Work to be completed:
Every entry must appear in the answer exactly as it does here.
Top of Data to use
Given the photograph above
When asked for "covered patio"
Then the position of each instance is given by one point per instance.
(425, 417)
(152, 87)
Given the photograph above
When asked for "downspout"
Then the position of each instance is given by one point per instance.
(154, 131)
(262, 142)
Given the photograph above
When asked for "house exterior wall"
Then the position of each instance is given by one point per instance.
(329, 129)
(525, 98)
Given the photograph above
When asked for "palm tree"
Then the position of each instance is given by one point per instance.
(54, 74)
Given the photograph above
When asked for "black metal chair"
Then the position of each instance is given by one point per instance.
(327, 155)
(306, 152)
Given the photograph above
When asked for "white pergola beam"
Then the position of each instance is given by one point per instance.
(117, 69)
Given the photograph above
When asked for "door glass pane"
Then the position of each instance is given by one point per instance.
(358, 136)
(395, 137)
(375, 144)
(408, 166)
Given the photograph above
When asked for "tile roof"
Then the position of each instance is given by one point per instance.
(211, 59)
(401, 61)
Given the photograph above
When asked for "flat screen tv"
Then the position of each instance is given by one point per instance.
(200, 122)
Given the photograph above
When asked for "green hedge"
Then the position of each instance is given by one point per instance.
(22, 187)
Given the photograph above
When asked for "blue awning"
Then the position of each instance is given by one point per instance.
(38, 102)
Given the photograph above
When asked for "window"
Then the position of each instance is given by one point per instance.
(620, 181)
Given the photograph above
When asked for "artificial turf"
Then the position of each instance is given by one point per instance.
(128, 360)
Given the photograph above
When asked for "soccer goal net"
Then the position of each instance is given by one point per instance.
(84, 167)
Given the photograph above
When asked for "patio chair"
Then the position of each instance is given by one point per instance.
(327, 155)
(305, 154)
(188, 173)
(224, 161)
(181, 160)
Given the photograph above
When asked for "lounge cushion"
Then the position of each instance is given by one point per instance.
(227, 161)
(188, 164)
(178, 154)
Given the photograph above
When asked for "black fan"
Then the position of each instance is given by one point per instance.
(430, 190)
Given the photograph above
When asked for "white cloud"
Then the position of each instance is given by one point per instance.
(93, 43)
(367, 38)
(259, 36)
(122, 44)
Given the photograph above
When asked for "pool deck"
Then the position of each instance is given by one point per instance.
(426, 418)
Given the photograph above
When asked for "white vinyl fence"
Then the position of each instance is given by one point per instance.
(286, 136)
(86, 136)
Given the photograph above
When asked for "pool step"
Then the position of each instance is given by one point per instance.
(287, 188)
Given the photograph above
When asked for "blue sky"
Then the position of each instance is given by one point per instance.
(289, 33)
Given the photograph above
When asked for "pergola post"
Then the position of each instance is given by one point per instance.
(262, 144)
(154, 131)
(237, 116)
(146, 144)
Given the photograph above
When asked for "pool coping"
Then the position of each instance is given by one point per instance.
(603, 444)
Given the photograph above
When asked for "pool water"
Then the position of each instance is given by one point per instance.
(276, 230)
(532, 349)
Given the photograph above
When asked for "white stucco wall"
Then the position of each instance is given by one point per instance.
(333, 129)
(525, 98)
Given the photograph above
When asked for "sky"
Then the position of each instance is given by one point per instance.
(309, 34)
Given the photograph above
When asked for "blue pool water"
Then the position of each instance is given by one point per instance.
Bottom of Data to use
Task solution:
Given the photograph above
When asked for "covered patio"
Then the position of each instance is given by one point per instance.
(425, 417)
(152, 87)
Given the photograph above
When asked for "downspout"
Then the position of each instance is given by one point per instance.
(154, 131)
(262, 142)
Given the photograph above
When asked for "house exterior wall"
Then the position of each instance is given by one point per instance.
(329, 129)
(525, 98)
Given the photograph above
When asked for "palm tree"
Then the position of each instance is given by one point per instance.
(54, 74)
Given the photograph above
When asked for "black metal chair"
Then the position of each instance is given by one point per instance.
(327, 155)
(306, 152)
Given the photograph above
When asked for "white pergola beam"
Then the position of each instance is given by one point per instance.
(117, 69)
Given the photograph above
When asked for "door glass pane"
Then the position of each instance is given by one point per instance.
(358, 136)
(395, 137)
(375, 144)
(408, 166)
Given the photograph above
When asked for "tile roof"
Then the position of each instance is given by one point per instance.
(211, 59)
(401, 61)
Given the photograph above
When asked for "flat screen tv"
Then the position of each instance is given by one point per instance.
(200, 122)
Given the photograph above
When asked for "green hedge"
Then the position of each instance is given by one point per instance.
(22, 187)
Given the photograph above
When asked for "blue awning"
Then the position of each instance is given by one point per instance.
(38, 102)
Given the photograph above
When asked for "window"
Then the position of each instance is given by one point per instance.
(620, 181)
Given the photograph above
When asked for "artificial turf"
Then the position of each instance is given by one point per instance.
(128, 360)
Given the photograph above
When asked for "soccer goal net"
Then the position of each instance is given by one point per instance.
(84, 167)
Given the photograph above
When asked for "patio chair"
Then the position of each instance is given by one point per instance.
(327, 155)
(305, 154)
(188, 173)
(224, 161)
(181, 160)
Given the photograph above
When asked for "lounge cushion"
Then the position of each instance is given by one point per instance.
(227, 161)
(188, 164)
(178, 154)
Given the photograph above
When asked for "black fan"
Then the position of each instance is given by one point per instance.
(430, 190)
Given the photograph above
When asked for "white cloud"
Then the position of each instance is given by one point per instance.
(93, 43)
(367, 38)
(259, 36)
(122, 44)
Given the photograph above
When asked for "pool deck"
Then the position of each instance is given by one point per instance.
(426, 418)
Given the photograph above
When asked for "white vinyl fence"
Then the position of each instance is given by one point per instance.
(286, 136)
(86, 136)
Given the photograph above
When asked for "pool step"
Then the position of each instance is given by one point per instance.
(287, 188)
Given the photograph above
When asked for "blue sky"
Then the position of each instance is given by one point per instance.
(289, 33)
Given the photograph above
When asked for "pergola post"
Then the position of each instance is given by one point per instance.
(262, 144)
(154, 131)
(237, 116)
(146, 144)
Given the photograph above
When asked for "pool coping"
Then the position of each instance is given by one point per instance.
(603, 444)
Given the photograph above
When asked for "pool water"
Then the position of each instance is given by one point per instance.
(276, 230)
(532, 349)
Given the photograph above
When asked for "white stucco wall"
Then the position of each instance is given by one point per instance.
(333, 129)
(525, 98)
Given the photograph above
When asked for "sky"
Then the position of each instance is given by one point per instance.
(309, 34)
Given the photograph above
When asked for "blue pool water"
Then the position of each instance is given by one point per instance.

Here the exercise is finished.